▶ **EXERCISE TASK**
Give an exact copy of every line, leaving images out.

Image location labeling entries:
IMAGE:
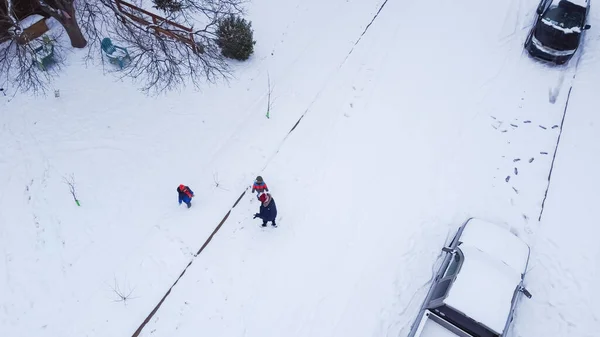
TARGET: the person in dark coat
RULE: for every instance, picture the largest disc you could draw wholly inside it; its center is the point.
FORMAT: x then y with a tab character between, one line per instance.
268	209
259	186
185	195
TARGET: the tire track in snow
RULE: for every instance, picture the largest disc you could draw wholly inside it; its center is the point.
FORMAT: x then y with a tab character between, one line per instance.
365	31
559	135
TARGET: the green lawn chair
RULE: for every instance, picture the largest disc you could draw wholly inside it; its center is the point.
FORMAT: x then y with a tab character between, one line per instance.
115	54
43	53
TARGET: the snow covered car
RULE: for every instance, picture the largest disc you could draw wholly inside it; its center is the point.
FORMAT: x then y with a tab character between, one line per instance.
475	291
556	34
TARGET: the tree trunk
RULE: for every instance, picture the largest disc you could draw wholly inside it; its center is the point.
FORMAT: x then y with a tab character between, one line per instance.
74	32
69	22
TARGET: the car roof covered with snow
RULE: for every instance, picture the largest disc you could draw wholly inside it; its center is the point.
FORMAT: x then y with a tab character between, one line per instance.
582	3
494	261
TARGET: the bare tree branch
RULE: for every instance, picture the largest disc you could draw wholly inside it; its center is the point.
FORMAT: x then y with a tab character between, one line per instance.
167	52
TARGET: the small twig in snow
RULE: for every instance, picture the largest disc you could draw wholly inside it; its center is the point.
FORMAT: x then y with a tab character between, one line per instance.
122	297
71	182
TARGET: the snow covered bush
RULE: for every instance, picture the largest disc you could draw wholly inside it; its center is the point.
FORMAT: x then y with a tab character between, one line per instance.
235	37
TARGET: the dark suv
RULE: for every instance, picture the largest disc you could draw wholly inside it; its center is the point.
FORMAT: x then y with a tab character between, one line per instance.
556	34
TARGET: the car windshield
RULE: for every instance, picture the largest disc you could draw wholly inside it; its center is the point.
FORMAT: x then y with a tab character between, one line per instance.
560	26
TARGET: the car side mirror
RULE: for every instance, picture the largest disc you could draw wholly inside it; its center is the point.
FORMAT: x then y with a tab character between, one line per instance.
525	292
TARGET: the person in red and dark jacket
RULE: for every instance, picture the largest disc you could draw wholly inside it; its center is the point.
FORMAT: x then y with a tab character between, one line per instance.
185	195
268	209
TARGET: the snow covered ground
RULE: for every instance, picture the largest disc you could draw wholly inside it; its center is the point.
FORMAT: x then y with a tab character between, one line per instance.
422	123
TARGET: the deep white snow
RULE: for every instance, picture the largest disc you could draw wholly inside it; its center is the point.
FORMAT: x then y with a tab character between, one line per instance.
422	124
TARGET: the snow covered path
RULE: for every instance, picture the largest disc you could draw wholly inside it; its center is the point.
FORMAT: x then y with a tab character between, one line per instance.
565	251
420	127
347	264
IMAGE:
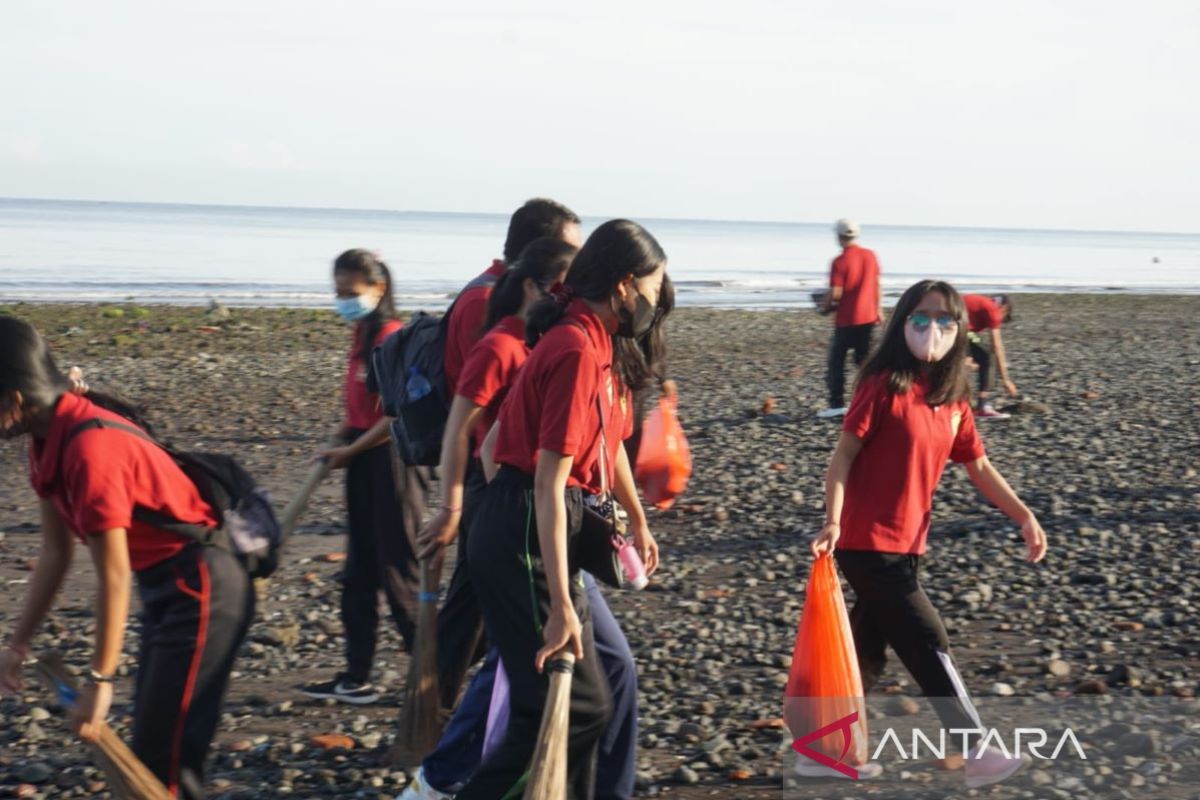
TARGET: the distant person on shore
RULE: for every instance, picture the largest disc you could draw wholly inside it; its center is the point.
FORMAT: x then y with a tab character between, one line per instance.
987	313
910	415
384	499
855	294
197	602
460	625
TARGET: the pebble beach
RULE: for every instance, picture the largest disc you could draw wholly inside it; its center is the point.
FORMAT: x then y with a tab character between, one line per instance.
1103	444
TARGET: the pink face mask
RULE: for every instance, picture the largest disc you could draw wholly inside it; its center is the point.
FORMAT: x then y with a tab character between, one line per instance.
929	342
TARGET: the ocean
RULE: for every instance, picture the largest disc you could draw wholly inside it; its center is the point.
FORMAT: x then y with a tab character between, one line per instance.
66	251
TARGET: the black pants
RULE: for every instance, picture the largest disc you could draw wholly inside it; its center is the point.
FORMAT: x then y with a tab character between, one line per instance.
892	608
384	501
197	607
852	337
979	355
511	585
460	623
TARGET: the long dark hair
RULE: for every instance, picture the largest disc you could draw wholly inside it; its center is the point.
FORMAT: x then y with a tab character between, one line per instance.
27	366
642	361
947	377
537	218
371	269
543	260
615	251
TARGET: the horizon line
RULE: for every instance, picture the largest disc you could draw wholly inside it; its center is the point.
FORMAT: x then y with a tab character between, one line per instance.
586	216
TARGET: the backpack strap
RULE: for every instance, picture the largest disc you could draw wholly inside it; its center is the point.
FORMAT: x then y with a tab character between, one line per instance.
151	517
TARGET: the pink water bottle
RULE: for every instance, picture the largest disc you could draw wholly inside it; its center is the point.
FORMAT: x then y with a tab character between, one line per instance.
635	571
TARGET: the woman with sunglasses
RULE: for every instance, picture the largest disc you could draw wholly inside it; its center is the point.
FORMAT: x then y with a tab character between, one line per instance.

▶ **OUTPUT FOR THIS EXERCISE**
IMAGE:
TARGET: the person in dark coat
RULE: for every instance, picture the largest disc you could draw wholly inside it; its center is the point.
FORMAT: x then y with a tab character between, one line per instance.
268	209
259	186
185	195
TARGET: the tire track in snow
RULE: for every instance, picture the largest disc you could draw wholly inside it; its center is the point.
FORMAT: x then y with a tab character between, one line per instance.
365	31
559	135
TARGET: the green lawn chair
RULE: for every instance, picture the largest disc you could draw wholly inside it; its center is the point.
FORMAT: x then y with a tab character between, one line per instance.
115	54
43	53
TARGET: the snow covered car
RULE: for every instance, picture the largest disc you could draw wholly inside it; its center is the point.
FORMAT: x then y with a tab character between, one line per instance.
475	291
556	34
TARGET: the tree trunk
RULE: for every instance, picture the largest disc you could draw wholly inside it; its center is the point.
FORMAT: x then y with a tab character between, one line per instance.
74	32
69	22
TARGET: the car roof covered with snow
RULE: for every instance, picture the largest disc you could draw wholly inside it; its center is the point.
FORMAT: x then y with a tab character between, one line per instance.
582	3
494	261
TARGET: the bare tree branch
RULE: for every instance, picture the largest disc you could draw wholly inside it; its center is the point.
FORMAT: x then y with a tab character between, one line per instance.
167	52
TARGET: the small twig in snow
RULE: for every instance, picture the largest disc you could draw wholly inside it; its center is the point.
FORMAT: x then y with a tab character between, one line per instance.
122	297
71	182
TARGET: the snow covered bush
RULE: for every instance, picture the largest disc you could draw wholly inside it; its center is the point.
FORMAT: x then y with a tab character between, one line per instance.
235	37
TARGET: the dark suv
RULE: for every instance, picture the largest disc you could draw wholly inside it; its center is the point.
FORMAT: x then y with a tab character between, one line per instance.
556	34
TARGET: the car windshield
RULE: for every instance, picture the largest disc you could draw wholly inside it; its center is the point.
FORMAT: x then y with a tab character between, one line per instance.
560	26
TARGET: the car side mirror
RULE: for every instance, picture the largest disc you could draw wholly inside it; its center is the point.
FORMAT: x then y with a tab character between, one line per instance.
525	292
TARGET: the person in red and dark jacket
RULE: for every instance, picture the largest disc you could draw wholly inside it; its center is the point.
FORMAT: x then y with a tab character between, one line per instance.
185	195
268	209
TARGET: the snow covered ground
RULE: for every instance, picture the largest disc you could draw wholly inside it; its center is the point.
FORMAT: x then y with a tab character between, one line per instance.
422	123
TARGET: the deep white snow
RULE: for every instance, picture the largest disc you could draw wholly inside it; its center is the point.
FORMAT: x then y with a tab character between, one line per instance.
422	124
TARGET: the snow covered path
RULE: for every instance, picture the largest disc you could draw wholly inside it; its center is the point.
FORMAT: x then y with a tab character between, one line per instance.
565	251
420	127
347	264
IMAGE:
TARGET: the distant person on shore
RULE: for every instance, picture the largest disc you could draw wholly inside it; its center is the point.
FORMAT: x then y with a tab character between, one line per instance.
987	313
910	415
384	499
855	294
197	602
460	625
TARGET: the pebble beach
RULE: for every instance, picture the largest disc you could draw wholly inside it; its center is the point.
FORMAT: x then y with a tab character between, one line per instance.
1103	444
TARGET: the pink face mask
RULE: for every instance, picture the largest disc you could draw wholly inside it; its center is the point.
FORMAT: x then y with a tab character between, one line per instance.
929	342
TARGET: the ocean
RULE: for every instance, picture the largest disc you could draw wholly inside it; its center is the point.
FORMAT: x then y with a tab character between, one line per instance.
66	251
TARGET: the black pants
RULE: for every instance, picture the largest disc you could draw wholly inside it; its center is the point.
FORMAT: x then y with a tab character between, one line per instance.
892	608
384	501
197	607
852	337
979	355
511	585
460	623
TARGET: the long dark hair
RULE: for every instance, picture the largest disc you could draw wholly inside it; its center is the point.
FORMAT: x then y with a tab character between, one line per instance.
27	366
642	361
947	377
537	218
371	269
543	260
615	251
TARGET: the horizon line
RULE: for every instance, picture the largest disc you could draw wholly inside it; its center is the point.
FORMAT: x then y with a tab character between, one line per instance.
586	216
TARGET: the backpack strap
RULE: for every instance, picture the largest disc you could draw wholly inside it; its center is the point.
FORMAT: x then y with a tab character between, one line per instance.
151	517
TARGET: the pink water bottle
RULE: for every instance, picture the largest disc you could draw wholly inside it; its center is the point.
FORMAT: x then y with a tab character between, one line per instance.
635	571
TARGET: the woman with sunglasses
RULE: for every instance, picture the largest disc you could draw wholly inside it; its center is the point.
FORMAT: x then y with a tab character between, one line per instance.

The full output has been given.